**What this task involves:**
The output should consist solely of the line containing "Where can the brick" and the lines that follow it through the end of the data below.
'''
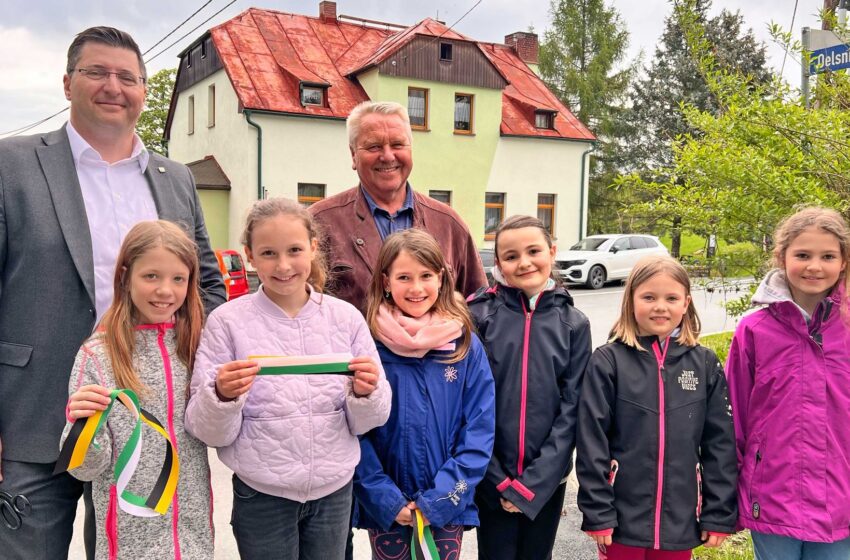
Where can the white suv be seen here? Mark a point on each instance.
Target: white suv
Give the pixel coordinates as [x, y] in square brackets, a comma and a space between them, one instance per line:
[597, 259]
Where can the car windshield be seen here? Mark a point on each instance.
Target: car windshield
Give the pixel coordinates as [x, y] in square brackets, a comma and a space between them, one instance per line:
[487, 258]
[589, 244]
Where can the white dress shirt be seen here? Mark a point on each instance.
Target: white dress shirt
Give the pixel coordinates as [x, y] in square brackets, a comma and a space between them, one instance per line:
[117, 197]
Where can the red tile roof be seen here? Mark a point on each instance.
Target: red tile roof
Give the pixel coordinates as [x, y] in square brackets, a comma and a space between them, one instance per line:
[267, 54]
[525, 94]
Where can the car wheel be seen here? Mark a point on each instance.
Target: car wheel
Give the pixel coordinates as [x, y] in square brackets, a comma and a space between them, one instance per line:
[596, 277]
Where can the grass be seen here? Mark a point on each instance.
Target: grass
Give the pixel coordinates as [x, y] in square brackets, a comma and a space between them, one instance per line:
[731, 259]
[737, 547]
[719, 342]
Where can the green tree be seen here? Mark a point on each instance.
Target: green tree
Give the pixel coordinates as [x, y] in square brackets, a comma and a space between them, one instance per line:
[672, 81]
[151, 125]
[751, 158]
[583, 61]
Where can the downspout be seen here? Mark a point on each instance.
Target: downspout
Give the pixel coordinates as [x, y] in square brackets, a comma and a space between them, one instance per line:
[247, 113]
[587, 152]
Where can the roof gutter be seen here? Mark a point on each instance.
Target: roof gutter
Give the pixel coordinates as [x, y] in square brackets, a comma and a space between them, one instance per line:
[581, 225]
[247, 113]
[556, 138]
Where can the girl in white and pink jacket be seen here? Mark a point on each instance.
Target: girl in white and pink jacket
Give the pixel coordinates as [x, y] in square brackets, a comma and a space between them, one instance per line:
[291, 440]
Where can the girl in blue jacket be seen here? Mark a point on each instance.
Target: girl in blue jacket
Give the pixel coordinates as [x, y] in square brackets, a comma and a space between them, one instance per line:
[538, 344]
[421, 468]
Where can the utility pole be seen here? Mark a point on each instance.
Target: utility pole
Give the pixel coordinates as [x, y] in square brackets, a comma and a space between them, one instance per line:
[829, 7]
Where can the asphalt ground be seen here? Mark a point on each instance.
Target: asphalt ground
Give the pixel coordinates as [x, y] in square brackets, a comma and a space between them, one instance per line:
[602, 309]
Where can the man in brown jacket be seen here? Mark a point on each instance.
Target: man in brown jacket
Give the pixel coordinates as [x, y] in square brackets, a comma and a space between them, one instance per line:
[355, 222]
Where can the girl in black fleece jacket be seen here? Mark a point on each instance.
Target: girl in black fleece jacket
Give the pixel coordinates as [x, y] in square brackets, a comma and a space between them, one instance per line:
[656, 449]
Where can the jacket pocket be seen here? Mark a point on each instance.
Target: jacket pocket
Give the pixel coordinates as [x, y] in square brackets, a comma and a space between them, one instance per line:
[756, 480]
[612, 474]
[242, 490]
[12, 354]
[699, 491]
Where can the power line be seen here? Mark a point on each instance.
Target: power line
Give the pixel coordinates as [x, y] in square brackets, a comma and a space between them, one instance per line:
[194, 29]
[25, 128]
[170, 33]
[449, 28]
[791, 29]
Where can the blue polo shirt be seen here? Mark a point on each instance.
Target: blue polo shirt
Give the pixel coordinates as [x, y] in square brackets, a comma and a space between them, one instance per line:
[390, 223]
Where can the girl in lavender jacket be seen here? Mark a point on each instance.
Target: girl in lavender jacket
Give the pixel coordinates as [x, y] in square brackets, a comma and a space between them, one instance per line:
[789, 381]
[291, 440]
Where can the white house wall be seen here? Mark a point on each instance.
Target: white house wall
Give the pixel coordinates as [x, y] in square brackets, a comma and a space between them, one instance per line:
[295, 149]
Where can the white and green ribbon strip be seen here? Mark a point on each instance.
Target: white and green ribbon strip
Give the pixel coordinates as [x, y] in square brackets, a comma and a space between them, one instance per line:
[318, 364]
[422, 545]
[82, 434]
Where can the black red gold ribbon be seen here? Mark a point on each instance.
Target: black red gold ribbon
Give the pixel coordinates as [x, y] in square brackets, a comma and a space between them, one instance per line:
[82, 434]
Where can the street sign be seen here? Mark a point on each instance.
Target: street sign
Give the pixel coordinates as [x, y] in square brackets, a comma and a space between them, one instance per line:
[828, 52]
[830, 59]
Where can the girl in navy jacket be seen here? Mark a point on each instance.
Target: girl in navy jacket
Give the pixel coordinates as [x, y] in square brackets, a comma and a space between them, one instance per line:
[538, 345]
[426, 461]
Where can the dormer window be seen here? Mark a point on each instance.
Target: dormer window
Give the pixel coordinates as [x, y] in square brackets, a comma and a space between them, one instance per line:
[446, 51]
[544, 119]
[313, 95]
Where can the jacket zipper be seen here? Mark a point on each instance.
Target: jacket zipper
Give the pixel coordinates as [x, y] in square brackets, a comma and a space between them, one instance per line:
[169, 384]
[660, 355]
[699, 492]
[524, 394]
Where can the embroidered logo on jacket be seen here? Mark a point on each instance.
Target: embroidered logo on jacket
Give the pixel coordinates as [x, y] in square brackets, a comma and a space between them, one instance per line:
[460, 488]
[688, 380]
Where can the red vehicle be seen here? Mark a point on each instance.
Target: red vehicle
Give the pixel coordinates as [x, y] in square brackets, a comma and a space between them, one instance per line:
[233, 271]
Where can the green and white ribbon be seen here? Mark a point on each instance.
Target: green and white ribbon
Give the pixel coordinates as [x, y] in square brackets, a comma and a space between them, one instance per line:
[318, 364]
[422, 545]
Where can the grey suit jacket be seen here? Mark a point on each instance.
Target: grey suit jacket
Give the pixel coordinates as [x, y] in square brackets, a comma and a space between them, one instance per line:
[47, 280]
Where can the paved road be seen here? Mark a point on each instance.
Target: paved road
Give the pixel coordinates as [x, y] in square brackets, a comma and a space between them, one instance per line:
[602, 308]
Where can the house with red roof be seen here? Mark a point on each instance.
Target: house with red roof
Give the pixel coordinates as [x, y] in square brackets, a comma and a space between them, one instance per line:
[265, 96]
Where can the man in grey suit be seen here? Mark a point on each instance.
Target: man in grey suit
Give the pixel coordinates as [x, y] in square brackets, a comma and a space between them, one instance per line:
[67, 198]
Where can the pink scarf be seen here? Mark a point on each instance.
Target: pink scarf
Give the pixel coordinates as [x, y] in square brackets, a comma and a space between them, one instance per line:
[415, 337]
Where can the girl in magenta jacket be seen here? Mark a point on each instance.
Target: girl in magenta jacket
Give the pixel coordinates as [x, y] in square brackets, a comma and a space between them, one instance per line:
[789, 380]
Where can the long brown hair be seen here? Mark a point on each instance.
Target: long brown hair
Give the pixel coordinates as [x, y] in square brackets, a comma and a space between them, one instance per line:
[120, 319]
[626, 327]
[520, 221]
[271, 207]
[424, 248]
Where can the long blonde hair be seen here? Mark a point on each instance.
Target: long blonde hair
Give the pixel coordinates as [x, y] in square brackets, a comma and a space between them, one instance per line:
[271, 207]
[424, 248]
[119, 321]
[824, 219]
[626, 328]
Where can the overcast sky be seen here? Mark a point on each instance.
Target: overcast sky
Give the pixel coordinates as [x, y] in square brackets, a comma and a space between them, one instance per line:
[34, 35]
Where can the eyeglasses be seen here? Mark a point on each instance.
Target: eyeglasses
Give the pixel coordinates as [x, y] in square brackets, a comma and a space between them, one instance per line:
[13, 509]
[99, 74]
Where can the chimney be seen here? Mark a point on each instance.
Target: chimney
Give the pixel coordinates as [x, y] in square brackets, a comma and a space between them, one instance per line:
[327, 11]
[525, 44]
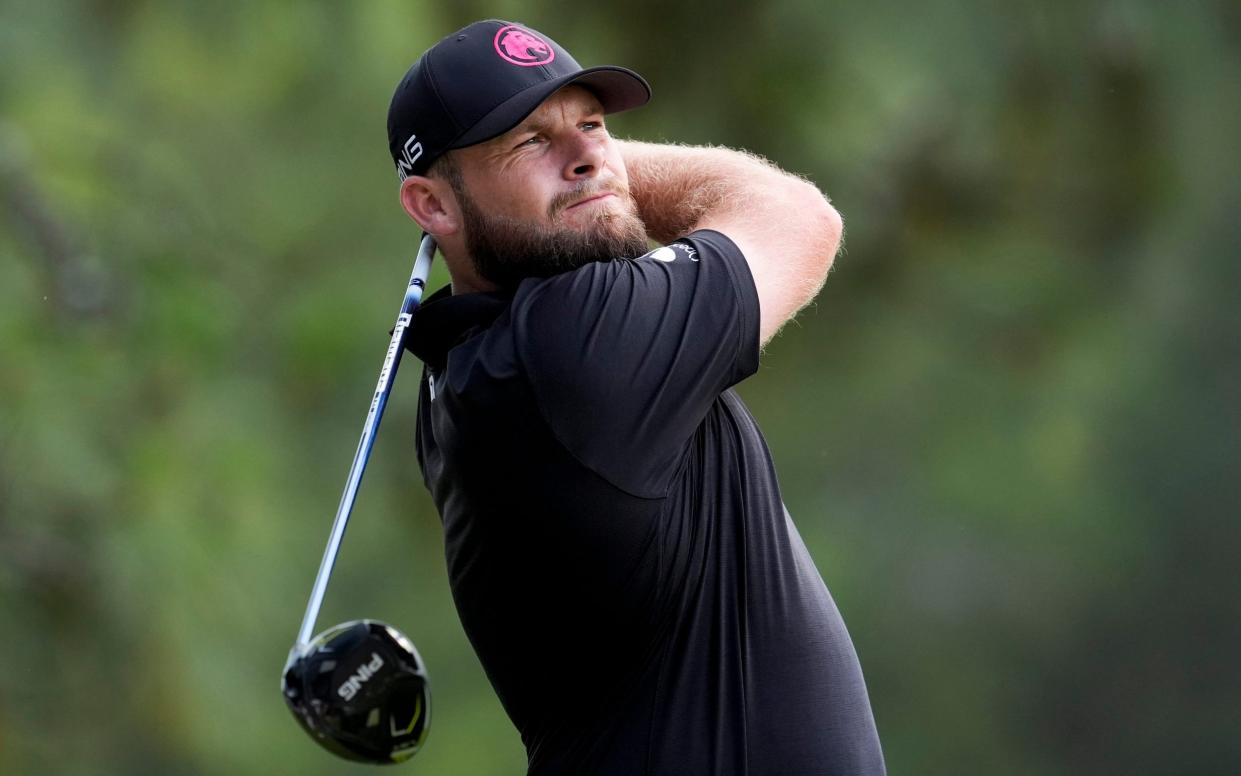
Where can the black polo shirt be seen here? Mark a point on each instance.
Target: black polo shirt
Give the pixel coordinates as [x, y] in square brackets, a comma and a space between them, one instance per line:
[617, 546]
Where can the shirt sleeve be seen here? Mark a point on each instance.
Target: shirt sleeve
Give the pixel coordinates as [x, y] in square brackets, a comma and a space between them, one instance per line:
[626, 358]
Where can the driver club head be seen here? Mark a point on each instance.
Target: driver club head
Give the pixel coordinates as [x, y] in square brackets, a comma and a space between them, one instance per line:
[361, 692]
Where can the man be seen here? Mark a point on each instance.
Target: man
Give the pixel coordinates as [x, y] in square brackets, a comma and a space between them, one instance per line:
[617, 545]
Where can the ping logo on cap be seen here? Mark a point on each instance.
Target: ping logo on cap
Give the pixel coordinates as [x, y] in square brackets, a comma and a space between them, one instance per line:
[520, 46]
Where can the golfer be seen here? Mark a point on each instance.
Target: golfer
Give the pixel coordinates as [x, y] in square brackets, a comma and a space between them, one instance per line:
[617, 546]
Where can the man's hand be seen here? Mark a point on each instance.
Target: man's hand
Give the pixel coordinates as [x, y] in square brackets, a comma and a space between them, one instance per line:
[783, 225]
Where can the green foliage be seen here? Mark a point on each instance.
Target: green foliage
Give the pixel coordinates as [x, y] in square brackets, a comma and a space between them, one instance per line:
[1008, 428]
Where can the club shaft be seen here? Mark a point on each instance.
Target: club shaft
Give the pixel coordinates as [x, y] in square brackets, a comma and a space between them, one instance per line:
[387, 374]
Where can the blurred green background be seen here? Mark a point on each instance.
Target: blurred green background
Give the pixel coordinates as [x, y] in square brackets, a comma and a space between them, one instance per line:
[1008, 430]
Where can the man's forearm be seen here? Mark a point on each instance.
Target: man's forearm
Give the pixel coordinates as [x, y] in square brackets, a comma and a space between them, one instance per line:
[676, 186]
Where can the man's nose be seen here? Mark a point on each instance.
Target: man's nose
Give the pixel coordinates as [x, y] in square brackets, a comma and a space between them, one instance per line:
[585, 158]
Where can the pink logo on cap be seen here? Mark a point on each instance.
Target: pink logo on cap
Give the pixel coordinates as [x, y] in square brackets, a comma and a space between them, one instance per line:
[521, 46]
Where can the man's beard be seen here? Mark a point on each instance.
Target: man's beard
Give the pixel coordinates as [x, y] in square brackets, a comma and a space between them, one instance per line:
[506, 250]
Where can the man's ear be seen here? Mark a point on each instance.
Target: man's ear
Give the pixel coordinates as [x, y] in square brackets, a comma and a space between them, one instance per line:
[432, 204]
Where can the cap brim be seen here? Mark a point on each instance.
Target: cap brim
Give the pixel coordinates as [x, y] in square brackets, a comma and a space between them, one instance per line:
[618, 88]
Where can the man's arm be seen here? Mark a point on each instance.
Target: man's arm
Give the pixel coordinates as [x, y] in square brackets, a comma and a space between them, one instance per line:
[783, 225]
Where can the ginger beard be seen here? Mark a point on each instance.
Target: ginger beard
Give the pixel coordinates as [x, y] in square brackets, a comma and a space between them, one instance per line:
[506, 250]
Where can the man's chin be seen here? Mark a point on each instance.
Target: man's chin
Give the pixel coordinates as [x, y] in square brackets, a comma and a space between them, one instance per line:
[506, 252]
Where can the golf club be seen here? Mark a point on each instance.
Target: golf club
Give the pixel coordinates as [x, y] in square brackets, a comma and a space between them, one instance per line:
[360, 688]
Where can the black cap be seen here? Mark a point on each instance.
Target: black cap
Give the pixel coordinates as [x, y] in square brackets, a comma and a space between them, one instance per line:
[480, 81]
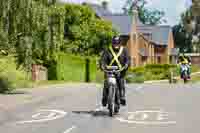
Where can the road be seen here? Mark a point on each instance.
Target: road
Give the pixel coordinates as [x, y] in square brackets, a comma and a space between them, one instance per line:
[76, 109]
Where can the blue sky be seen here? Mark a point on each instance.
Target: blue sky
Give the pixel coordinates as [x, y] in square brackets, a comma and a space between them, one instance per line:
[172, 8]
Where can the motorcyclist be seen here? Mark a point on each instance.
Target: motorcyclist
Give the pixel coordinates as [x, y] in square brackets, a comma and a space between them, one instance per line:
[185, 60]
[115, 55]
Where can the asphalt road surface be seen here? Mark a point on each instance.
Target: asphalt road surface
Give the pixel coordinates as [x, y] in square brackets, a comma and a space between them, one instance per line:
[157, 108]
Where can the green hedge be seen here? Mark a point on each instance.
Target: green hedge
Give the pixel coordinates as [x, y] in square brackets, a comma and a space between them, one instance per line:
[72, 68]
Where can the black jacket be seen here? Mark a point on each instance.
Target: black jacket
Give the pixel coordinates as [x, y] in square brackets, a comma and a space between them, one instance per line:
[107, 57]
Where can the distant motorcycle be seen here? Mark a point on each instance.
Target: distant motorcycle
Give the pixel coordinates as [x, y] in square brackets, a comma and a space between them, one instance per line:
[113, 90]
[184, 72]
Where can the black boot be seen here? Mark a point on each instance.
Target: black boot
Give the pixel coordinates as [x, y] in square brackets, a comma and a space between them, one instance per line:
[105, 95]
[122, 93]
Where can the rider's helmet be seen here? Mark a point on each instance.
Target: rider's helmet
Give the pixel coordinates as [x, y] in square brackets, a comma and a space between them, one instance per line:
[116, 41]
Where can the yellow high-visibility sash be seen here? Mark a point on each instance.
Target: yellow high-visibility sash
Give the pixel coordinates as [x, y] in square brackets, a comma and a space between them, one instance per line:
[116, 56]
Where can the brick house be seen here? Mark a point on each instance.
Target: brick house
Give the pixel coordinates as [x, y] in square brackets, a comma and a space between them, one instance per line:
[147, 44]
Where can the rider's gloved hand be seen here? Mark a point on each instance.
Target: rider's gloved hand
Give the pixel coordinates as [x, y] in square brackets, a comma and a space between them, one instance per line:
[103, 67]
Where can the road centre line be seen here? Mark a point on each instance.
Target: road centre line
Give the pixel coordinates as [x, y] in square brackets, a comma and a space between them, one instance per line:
[70, 129]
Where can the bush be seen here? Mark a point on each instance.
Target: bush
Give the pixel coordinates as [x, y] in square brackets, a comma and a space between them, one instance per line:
[5, 85]
[11, 78]
[73, 68]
'''
**Solution to this exercise:**
Where can the brick house be seen here? Mark a point on each instance.
Target: brick house
Give the pixel coordinates as [x, y] in square brackets, a comma and a space between them, one instance per line:
[147, 44]
Where can the rider's gloved hand be seen here? Mark a point on each instance.
Target: rider's gloved hand
Give the pixel coordinates as [x, y] in square brackets, a comma and a space between them, one instance per line:
[103, 67]
Where can the road centre line be seen here? Mark a point on each instance.
Target: road centre line
Give the pixel coordinates as [x, y] in square brackets, a comma and a space between them, one instance per line:
[70, 129]
Where can the bush be seen here? Mark a point on each instance.
Target: bush
Give the pixel coordinates as [x, y] in square brackets, a comma and a space between them, one instance per line:
[5, 85]
[11, 78]
[73, 68]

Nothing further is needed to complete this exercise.